• **DATASET RECORDS**:
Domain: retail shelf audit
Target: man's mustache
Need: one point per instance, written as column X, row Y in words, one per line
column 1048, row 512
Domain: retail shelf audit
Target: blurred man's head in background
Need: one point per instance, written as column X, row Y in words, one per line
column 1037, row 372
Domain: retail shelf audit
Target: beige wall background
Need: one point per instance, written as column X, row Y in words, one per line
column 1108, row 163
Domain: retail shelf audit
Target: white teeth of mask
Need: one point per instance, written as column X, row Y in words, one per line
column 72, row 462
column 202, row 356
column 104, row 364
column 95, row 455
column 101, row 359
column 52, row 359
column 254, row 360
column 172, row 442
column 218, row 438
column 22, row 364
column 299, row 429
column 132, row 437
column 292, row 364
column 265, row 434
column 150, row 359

• **SET EXERCISE**: Count the lines in the items above that contain the word "Target". Reply with the number only.

• **RESULT BELOW**: 4